→ Aim: Can you swap "Drop one point" for "Place one point" in the data starting at the line that contains "the brass caster" and ending at the line that contains "column 649, row 128", then give back only those lines with everything else unchanged?

Records from a collection
****

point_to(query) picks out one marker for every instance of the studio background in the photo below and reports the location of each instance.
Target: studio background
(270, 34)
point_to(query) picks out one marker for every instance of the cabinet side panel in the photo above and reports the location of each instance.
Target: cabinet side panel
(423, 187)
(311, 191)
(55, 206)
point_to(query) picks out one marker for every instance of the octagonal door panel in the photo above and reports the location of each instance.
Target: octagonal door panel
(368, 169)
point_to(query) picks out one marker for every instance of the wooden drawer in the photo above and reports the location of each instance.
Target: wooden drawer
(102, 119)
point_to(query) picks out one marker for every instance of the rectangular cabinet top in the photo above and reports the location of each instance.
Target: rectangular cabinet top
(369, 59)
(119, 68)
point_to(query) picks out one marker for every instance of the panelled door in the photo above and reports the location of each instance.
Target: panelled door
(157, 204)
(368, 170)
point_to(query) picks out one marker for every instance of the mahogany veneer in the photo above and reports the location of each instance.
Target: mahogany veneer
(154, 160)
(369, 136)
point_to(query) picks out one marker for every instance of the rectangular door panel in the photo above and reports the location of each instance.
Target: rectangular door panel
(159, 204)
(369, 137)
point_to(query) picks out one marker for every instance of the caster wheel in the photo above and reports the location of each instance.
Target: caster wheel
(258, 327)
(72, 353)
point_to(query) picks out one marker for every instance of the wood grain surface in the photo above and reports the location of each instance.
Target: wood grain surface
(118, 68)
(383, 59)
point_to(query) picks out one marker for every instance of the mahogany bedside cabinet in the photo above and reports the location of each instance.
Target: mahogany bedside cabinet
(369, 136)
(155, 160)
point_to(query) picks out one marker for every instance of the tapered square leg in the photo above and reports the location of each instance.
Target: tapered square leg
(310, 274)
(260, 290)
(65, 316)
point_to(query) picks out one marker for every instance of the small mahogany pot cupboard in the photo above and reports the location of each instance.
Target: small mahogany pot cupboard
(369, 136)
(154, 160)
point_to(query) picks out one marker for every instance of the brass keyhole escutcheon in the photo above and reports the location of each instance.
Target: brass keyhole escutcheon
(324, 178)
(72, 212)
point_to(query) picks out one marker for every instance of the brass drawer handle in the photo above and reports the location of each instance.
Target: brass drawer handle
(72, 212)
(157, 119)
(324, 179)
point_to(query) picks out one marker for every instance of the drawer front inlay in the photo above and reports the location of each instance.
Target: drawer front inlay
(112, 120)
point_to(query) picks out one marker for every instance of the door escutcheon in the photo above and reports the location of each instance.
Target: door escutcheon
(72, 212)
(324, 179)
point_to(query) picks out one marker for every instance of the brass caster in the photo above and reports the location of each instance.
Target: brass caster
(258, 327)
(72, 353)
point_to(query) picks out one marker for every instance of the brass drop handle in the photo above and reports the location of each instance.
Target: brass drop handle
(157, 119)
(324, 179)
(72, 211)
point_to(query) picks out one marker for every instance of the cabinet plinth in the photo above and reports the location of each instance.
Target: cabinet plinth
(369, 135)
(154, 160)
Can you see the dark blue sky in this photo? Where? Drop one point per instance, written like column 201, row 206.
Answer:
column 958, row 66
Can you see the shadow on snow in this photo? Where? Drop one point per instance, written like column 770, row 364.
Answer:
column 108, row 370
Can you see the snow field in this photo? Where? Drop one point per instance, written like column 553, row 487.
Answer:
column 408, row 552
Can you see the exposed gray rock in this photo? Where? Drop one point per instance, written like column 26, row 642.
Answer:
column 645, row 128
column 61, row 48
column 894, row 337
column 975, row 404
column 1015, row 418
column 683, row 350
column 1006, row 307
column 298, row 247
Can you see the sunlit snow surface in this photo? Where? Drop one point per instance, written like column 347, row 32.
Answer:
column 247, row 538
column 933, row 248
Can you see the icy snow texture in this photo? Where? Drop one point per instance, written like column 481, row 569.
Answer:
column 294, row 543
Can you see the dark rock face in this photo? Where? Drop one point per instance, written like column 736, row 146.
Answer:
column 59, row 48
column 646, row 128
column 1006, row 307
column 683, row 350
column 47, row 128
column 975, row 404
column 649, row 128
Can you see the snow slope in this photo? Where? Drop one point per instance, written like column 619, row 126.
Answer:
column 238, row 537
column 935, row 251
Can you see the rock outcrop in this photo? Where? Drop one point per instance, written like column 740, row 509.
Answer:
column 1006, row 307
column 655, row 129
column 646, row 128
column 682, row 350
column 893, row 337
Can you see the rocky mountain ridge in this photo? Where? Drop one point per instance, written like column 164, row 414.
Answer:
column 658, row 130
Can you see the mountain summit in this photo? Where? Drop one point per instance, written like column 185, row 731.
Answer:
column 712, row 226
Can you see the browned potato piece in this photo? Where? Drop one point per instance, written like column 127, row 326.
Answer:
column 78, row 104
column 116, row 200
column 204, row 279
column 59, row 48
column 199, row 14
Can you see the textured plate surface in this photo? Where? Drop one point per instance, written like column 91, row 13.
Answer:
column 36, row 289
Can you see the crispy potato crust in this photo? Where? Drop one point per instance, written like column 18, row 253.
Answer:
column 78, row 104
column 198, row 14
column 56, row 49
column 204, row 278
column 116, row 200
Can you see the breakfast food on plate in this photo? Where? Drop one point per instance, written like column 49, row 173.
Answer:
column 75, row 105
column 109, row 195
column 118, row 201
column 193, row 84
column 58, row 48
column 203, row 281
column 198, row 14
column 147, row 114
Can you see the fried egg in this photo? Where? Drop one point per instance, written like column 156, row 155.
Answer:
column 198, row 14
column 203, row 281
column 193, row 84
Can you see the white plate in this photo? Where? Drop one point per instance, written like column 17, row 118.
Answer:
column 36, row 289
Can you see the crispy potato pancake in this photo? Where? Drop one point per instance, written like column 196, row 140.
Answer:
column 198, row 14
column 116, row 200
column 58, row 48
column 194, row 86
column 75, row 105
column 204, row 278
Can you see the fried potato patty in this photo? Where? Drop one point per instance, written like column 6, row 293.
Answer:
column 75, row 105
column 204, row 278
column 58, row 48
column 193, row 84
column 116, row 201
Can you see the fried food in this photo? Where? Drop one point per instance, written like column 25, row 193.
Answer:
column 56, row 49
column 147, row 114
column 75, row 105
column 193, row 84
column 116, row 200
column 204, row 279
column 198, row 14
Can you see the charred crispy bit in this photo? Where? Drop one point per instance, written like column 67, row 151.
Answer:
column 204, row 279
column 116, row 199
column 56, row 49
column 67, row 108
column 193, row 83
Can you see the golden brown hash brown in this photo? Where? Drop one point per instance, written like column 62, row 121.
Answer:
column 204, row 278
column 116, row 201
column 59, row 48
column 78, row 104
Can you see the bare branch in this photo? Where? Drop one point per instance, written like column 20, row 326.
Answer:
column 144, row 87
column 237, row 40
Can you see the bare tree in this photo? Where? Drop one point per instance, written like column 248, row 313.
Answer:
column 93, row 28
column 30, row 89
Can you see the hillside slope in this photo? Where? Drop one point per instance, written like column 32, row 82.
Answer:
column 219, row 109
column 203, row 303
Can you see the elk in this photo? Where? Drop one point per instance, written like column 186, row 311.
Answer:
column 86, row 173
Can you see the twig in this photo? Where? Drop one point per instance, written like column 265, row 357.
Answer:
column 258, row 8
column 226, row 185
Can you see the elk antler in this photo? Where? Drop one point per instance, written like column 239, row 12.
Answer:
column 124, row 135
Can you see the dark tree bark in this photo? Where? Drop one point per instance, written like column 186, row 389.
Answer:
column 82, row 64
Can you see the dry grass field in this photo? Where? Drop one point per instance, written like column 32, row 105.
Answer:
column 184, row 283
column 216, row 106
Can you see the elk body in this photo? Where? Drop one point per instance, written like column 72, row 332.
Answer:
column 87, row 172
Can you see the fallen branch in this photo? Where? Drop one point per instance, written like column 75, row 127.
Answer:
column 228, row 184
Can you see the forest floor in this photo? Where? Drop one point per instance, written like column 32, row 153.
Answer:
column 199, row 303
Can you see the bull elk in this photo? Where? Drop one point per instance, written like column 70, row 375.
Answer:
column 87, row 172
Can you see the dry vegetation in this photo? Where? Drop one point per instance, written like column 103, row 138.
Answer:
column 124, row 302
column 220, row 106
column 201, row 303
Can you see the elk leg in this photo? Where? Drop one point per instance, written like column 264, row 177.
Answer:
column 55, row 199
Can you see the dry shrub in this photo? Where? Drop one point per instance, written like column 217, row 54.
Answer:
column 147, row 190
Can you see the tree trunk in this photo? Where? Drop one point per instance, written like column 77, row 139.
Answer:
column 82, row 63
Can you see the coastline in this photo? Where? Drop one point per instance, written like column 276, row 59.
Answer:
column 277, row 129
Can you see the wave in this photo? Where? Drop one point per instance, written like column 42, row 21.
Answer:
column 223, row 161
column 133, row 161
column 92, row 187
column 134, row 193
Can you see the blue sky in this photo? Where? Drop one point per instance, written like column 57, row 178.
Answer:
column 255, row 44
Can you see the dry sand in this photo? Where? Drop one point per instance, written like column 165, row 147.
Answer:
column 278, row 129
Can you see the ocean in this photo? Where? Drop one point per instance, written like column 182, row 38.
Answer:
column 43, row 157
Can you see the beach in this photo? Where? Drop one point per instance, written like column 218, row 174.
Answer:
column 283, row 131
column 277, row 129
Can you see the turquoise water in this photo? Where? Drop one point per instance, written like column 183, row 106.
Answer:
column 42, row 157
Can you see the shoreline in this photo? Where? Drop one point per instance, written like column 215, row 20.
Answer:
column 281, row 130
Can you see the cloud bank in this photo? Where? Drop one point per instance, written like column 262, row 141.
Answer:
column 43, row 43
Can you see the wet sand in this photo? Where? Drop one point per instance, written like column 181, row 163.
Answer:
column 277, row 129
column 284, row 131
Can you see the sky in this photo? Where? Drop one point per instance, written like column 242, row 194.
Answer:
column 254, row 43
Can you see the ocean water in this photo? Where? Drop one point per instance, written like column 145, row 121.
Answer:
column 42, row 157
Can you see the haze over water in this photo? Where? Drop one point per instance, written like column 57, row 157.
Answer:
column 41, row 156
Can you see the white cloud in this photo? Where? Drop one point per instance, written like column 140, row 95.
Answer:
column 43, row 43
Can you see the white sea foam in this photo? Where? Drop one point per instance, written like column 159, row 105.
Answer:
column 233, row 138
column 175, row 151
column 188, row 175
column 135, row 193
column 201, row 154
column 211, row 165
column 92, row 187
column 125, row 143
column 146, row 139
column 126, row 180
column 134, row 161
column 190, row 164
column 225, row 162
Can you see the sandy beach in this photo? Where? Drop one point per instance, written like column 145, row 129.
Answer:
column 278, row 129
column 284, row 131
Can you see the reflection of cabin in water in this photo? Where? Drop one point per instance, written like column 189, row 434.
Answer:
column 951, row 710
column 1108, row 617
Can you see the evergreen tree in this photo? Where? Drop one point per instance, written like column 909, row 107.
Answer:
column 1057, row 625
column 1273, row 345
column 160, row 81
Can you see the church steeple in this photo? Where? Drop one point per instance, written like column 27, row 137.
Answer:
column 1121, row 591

****

→ Exercise result:
point_to(query) picks out one marker for every instance of the brass caster in the photo above and reports the location of each instance.
Target: brass caster
(258, 327)
(72, 353)
point_to(query) picks out one marker for every instance of the brass drop handle in the photo above and reports the location of each instance.
Target: brass drop handle
(157, 119)
(324, 179)
(72, 211)
point_to(query) picks out one marker for every instance of the cabinet plinth in the photo above and reports the location of each instance.
Target: cabinet plinth
(369, 135)
(154, 160)
Can you see the dark blue sky in this photo? Where? Place one point per instance, written like column 201, row 206.
Answer:
column 958, row 66
Can you see the shadow on snow in this photo? Where? Place one point per instance, written like column 770, row 364.
Answer:
column 108, row 370
Can you see the snow field in this photo? Where? Place one point per instance, written like column 553, row 487.
Answer:
column 408, row 552
Can you see the exposed gray rock in this photo? Where? Place one point per instance, written like column 26, row 642.
Answer:
column 645, row 128
column 61, row 48
column 894, row 337
column 975, row 404
column 1015, row 418
column 683, row 350
column 1006, row 307
column 298, row 247
Can you see the sunlit snow surface in this photo? Where? Place one point per instance, written like column 347, row 32.
Answer:
column 247, row 538
column 933, row 248
Can you see the icy snow texture in this photo? Where? Place one point per instance, written like column 481, row 569.
Answer:
column 294, row 543
Can you see the dark rock face in this photo? Where? Place one point per instance, written like column 736, row 146.
Answer:
column 59, row 48
column 646, row 128
column 1006, row 307
column 683, row 350
column 47, row 128
column 975, row 404
column 649, row 128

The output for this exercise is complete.